Return, unchanged, the lines of the items that begin at the one containing "Can you find the eroded" and end with the one containing "pixel 555 122", both included.

* start *

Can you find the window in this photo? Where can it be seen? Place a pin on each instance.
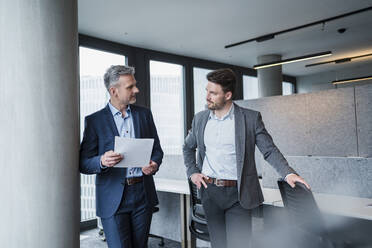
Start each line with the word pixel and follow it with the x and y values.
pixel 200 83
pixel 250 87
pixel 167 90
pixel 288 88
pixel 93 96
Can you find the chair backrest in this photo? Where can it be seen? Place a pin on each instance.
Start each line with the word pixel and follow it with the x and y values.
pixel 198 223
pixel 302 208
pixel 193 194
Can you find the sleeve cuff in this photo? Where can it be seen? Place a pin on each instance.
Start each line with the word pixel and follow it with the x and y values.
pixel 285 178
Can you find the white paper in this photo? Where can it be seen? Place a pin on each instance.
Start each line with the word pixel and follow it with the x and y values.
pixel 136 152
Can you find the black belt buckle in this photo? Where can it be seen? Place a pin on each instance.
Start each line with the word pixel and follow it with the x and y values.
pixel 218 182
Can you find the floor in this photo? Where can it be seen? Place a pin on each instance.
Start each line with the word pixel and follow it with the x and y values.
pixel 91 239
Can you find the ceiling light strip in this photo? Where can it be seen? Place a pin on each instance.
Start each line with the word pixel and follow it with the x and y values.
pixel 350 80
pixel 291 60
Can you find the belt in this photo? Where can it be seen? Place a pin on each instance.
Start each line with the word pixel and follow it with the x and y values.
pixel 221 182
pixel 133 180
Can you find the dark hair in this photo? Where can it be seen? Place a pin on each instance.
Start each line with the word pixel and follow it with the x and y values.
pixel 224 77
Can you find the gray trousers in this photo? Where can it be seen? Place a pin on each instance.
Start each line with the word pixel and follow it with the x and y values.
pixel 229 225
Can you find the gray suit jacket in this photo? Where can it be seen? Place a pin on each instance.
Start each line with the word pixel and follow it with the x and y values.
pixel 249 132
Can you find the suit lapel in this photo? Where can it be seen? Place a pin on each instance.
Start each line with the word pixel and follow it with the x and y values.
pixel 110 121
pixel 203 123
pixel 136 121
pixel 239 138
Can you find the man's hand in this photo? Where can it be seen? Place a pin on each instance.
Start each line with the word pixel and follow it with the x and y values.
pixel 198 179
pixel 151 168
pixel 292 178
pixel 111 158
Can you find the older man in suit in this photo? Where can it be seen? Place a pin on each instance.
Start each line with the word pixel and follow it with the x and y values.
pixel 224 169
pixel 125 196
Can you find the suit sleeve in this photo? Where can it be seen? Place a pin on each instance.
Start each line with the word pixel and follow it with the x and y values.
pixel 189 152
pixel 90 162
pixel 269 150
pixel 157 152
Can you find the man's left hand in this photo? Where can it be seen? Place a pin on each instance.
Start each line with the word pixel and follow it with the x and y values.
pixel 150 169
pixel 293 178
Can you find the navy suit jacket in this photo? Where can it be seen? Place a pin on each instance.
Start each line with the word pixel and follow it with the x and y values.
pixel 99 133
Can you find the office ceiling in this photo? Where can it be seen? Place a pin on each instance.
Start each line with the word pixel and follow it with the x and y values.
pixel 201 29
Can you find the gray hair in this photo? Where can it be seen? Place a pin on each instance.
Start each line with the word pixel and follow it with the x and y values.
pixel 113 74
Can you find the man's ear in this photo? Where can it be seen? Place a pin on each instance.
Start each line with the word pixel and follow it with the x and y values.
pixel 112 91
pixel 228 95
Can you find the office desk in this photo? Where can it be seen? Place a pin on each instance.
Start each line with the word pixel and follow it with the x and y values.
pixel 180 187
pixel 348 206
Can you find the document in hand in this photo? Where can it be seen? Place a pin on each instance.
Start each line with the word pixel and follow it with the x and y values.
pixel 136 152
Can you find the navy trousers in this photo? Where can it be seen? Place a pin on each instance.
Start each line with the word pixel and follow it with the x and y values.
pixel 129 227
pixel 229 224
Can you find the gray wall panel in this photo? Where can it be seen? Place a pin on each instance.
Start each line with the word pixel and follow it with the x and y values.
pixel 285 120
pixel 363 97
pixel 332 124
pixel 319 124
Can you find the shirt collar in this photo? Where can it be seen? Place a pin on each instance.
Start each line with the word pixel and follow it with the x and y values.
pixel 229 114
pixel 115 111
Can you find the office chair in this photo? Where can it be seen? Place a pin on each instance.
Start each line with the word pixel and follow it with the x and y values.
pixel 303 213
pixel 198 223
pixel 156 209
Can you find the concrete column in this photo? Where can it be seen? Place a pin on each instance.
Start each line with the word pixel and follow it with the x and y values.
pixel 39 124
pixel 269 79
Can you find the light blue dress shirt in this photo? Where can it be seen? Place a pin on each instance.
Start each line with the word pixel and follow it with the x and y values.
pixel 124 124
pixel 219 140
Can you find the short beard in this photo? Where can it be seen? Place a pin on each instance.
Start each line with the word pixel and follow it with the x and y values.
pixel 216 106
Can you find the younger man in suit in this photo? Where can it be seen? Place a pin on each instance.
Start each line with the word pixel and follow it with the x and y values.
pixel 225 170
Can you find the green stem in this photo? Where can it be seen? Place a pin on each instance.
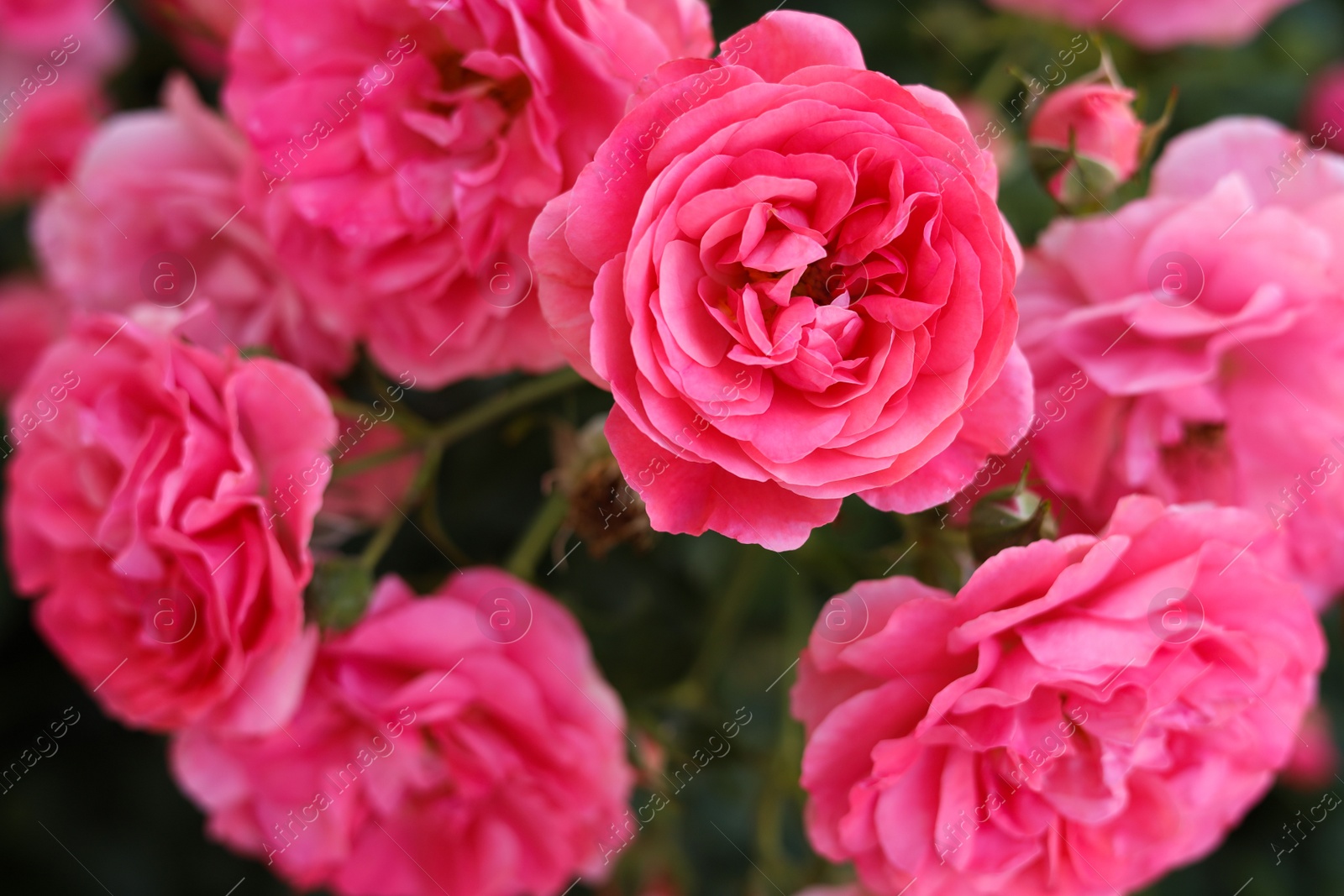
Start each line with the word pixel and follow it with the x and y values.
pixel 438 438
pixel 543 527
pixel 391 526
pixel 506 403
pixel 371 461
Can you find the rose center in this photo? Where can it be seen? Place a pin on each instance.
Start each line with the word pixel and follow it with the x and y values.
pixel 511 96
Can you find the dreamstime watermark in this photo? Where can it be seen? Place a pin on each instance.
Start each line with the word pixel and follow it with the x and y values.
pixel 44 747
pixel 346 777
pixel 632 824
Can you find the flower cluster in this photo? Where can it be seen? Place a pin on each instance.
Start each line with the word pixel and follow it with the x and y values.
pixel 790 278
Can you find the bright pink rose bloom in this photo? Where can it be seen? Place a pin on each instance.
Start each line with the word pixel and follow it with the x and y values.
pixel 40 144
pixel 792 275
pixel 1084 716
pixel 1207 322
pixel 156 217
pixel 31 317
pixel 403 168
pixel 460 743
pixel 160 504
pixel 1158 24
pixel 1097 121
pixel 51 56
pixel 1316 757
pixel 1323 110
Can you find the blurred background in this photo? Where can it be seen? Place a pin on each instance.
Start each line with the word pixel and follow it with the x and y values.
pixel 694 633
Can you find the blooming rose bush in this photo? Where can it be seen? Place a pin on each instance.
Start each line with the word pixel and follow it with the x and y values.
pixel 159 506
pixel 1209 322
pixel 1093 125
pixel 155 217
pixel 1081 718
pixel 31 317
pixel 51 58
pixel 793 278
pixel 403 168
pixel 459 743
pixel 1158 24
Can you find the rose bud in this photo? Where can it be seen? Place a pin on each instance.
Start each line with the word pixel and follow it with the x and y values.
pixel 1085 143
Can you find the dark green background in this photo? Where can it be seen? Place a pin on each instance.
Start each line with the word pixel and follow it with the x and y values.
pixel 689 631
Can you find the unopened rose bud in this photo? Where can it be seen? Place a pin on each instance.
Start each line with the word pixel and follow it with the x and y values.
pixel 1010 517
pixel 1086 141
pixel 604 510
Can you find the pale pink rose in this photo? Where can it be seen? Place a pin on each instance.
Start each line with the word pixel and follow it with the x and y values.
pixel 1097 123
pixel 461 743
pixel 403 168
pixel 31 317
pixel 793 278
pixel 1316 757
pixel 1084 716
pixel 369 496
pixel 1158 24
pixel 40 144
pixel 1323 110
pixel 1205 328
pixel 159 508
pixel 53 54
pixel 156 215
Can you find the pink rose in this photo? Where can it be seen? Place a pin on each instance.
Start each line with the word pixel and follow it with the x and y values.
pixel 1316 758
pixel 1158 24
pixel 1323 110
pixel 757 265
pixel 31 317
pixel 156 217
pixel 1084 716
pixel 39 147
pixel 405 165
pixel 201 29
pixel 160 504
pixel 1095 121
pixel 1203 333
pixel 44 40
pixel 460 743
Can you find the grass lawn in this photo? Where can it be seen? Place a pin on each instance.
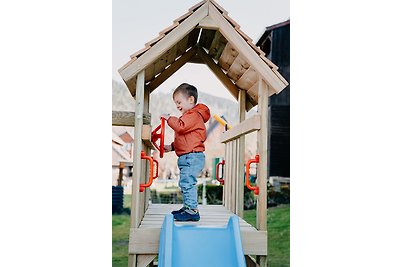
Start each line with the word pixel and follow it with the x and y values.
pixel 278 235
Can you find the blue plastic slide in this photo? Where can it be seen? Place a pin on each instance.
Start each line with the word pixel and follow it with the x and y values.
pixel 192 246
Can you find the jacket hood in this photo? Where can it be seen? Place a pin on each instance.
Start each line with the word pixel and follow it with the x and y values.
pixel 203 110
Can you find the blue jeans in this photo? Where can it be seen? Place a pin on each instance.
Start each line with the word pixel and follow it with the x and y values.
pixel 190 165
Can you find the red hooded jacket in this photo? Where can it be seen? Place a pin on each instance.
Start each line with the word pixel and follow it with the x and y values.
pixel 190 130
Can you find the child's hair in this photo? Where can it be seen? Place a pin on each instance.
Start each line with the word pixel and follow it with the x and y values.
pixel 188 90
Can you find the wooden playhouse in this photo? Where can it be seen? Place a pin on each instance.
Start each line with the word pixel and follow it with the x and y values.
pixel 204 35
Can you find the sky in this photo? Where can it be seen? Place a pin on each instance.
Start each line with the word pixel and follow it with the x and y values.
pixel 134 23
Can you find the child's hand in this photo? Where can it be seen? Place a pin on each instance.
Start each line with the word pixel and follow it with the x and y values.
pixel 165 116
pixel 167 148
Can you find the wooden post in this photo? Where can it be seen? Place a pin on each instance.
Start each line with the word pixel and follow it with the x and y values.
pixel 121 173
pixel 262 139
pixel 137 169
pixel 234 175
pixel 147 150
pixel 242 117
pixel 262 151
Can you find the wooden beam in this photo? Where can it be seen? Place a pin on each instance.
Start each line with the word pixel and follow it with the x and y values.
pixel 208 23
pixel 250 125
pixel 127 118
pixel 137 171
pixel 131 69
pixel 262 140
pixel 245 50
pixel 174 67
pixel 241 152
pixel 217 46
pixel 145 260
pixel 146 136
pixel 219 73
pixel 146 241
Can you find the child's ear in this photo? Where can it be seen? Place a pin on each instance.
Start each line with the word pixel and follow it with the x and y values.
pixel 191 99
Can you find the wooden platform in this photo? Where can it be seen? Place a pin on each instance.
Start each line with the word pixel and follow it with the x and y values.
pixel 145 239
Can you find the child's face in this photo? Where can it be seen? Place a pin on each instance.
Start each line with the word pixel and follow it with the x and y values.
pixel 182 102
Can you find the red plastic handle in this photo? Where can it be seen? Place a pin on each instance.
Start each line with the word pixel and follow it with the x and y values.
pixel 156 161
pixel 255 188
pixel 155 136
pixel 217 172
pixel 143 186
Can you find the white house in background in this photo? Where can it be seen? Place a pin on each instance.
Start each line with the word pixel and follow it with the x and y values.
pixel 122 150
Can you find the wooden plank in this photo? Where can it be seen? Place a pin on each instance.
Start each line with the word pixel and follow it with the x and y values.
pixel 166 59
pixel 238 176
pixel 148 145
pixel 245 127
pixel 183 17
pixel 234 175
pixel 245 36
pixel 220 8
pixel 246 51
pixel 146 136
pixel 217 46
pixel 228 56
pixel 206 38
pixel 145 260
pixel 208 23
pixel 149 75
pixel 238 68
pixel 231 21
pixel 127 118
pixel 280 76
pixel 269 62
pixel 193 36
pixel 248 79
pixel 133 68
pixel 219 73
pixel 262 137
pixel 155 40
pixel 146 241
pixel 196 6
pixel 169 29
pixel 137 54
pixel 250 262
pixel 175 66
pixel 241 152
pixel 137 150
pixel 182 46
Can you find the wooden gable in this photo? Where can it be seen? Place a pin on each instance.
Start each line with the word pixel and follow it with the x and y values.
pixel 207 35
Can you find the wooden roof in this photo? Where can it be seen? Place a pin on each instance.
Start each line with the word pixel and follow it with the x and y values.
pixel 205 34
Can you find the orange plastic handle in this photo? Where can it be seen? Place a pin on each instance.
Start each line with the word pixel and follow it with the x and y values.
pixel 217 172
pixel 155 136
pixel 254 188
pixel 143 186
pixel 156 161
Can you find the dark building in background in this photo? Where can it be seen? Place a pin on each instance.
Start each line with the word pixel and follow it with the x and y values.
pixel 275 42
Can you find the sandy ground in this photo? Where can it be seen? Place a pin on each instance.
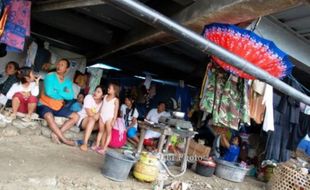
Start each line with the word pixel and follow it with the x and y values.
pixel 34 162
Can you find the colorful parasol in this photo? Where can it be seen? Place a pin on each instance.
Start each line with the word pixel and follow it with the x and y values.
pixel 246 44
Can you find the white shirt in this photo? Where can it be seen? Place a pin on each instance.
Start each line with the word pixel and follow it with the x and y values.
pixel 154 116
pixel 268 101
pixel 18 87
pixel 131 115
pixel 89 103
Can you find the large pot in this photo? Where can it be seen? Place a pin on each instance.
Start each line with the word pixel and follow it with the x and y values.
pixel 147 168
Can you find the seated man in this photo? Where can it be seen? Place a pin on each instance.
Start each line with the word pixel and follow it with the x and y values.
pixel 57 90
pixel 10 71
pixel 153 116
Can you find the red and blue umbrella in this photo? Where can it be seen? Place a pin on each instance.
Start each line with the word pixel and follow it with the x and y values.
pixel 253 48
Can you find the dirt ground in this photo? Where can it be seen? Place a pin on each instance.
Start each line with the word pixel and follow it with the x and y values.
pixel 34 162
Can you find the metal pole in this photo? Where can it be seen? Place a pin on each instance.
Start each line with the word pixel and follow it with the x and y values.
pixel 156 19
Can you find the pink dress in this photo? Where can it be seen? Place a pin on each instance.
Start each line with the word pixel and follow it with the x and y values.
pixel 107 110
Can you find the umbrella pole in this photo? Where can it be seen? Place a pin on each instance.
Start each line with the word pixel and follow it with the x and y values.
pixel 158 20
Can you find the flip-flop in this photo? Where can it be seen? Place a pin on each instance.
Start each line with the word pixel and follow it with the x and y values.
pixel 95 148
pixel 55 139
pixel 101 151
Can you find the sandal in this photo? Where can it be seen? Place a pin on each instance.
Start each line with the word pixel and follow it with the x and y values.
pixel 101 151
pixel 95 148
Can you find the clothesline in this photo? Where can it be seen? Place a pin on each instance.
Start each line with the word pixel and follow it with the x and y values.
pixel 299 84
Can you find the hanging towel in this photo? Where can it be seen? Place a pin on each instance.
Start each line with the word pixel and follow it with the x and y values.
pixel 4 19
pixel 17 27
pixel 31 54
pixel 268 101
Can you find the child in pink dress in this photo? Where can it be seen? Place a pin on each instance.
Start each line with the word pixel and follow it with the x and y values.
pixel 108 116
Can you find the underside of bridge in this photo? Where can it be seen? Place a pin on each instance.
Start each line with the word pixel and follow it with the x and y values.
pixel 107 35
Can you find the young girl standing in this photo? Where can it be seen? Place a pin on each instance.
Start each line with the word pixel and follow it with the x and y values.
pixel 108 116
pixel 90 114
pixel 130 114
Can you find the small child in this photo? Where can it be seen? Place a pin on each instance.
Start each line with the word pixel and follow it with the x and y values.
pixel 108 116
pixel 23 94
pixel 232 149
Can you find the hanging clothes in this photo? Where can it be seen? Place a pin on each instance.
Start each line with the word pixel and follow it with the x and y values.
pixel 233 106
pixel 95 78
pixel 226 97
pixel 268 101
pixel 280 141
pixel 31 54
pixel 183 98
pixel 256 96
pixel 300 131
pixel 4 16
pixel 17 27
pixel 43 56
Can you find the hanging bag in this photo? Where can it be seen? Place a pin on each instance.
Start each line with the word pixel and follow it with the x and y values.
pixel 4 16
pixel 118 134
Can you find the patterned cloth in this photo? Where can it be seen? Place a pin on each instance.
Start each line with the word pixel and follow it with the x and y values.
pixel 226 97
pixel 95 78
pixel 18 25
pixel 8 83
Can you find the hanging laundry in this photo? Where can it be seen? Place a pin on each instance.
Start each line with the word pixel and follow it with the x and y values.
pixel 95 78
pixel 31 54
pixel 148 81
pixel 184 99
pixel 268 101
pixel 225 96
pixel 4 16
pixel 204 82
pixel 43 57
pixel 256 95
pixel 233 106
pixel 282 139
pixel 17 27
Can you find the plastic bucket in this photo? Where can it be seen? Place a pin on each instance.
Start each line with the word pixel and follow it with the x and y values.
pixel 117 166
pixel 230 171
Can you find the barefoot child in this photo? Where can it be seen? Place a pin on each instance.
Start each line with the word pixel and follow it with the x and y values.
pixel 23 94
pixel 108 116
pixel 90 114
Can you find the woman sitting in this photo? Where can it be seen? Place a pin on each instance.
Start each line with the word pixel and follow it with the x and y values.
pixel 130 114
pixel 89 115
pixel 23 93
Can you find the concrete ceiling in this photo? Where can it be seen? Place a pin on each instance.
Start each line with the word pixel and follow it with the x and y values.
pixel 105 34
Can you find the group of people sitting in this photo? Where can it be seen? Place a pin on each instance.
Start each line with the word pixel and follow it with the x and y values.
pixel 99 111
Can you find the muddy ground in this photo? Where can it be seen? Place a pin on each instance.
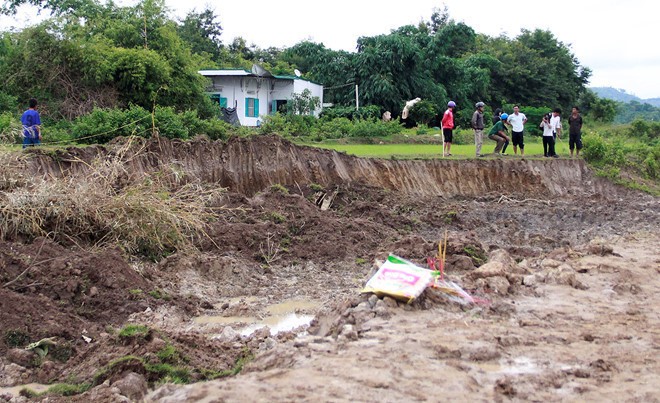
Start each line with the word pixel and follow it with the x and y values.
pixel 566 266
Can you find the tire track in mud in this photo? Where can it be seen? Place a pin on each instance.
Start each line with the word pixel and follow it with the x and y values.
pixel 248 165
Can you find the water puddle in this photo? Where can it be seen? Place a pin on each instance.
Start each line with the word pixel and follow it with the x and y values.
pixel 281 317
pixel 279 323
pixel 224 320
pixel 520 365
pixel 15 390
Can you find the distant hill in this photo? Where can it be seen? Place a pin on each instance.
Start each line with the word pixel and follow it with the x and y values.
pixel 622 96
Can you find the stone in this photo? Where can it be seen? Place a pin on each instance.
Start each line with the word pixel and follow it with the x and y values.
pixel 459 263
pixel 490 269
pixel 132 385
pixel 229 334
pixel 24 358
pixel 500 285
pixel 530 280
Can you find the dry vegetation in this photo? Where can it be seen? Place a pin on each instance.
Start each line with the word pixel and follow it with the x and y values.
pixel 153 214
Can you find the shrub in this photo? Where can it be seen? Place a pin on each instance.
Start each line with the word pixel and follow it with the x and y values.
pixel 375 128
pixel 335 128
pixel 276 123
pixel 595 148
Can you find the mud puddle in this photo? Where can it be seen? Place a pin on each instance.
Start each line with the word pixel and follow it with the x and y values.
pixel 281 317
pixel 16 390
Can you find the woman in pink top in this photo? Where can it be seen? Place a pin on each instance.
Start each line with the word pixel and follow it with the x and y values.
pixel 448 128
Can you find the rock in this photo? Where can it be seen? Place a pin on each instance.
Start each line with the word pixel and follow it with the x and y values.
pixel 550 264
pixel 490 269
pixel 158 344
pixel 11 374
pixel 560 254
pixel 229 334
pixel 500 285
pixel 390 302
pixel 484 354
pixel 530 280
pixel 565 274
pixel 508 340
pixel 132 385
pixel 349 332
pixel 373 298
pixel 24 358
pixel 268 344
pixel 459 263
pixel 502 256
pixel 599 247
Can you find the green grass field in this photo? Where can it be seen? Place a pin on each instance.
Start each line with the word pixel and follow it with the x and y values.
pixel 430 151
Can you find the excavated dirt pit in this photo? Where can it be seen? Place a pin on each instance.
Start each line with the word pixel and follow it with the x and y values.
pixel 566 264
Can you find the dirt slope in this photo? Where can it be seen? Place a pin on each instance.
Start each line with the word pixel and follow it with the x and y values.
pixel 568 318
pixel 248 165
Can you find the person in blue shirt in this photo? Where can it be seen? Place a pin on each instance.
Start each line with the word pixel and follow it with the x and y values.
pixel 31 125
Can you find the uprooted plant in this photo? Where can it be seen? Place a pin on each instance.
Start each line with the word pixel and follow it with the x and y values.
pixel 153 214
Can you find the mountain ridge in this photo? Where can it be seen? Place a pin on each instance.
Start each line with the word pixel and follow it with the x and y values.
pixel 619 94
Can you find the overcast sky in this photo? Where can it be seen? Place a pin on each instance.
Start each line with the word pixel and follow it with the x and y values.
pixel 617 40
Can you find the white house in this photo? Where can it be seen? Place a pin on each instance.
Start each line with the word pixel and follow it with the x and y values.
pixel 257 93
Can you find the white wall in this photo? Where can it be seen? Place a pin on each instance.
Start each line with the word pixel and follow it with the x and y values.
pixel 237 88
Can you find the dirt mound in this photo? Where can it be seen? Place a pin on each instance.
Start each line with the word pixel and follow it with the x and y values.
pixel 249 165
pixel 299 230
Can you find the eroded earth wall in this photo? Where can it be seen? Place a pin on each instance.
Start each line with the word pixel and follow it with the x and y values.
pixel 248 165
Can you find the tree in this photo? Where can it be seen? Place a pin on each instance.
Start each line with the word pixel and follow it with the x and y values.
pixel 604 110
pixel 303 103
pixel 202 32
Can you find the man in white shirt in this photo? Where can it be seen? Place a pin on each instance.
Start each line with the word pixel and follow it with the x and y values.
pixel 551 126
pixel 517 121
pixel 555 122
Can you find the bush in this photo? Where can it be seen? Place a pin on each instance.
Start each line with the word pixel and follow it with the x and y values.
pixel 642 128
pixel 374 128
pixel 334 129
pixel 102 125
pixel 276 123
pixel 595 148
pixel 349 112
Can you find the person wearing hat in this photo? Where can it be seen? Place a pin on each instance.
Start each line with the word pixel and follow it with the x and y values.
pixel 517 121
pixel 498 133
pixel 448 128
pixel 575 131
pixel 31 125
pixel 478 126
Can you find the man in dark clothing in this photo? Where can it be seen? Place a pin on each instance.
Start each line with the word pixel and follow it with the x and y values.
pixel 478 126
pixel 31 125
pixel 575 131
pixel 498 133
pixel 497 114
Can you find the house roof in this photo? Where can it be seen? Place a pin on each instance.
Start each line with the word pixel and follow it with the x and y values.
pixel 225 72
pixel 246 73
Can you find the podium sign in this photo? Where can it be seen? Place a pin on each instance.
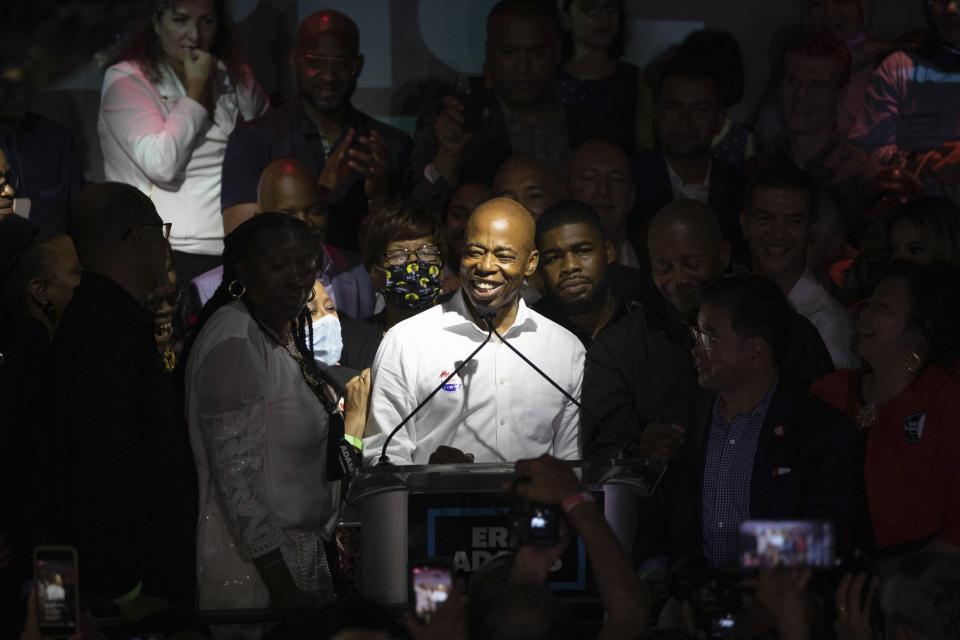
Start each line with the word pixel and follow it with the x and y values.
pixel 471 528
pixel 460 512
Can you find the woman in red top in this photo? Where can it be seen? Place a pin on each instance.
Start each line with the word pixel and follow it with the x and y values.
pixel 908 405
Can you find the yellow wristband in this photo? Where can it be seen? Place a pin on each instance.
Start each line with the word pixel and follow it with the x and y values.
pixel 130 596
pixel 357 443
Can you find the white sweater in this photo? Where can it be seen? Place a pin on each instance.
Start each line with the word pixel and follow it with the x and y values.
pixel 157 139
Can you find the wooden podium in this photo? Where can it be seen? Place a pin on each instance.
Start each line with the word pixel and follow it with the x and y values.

* end *

* THE SOLUTION:
Can you find the eroded earth wall in this photo? Where can it be seen? Place a pin on each instance.
Start each line with the word pixel and follow it with the x and y values.
pixel 248 165
Can you find the tree in this photo? Where can it be seen? Place a pin on each instance.
Start each line with the word pixel and follow it with the x and y values.
pixel 604 110
pixel 303 103
pixel 202 32
Can you find the man in white shirt in this photo? Where can it be seen? Place a pin on each instance.
Start each line with the word pixel and follow it with the x and y values.
pixel 551 126
pixel 517 121
pixel 555 122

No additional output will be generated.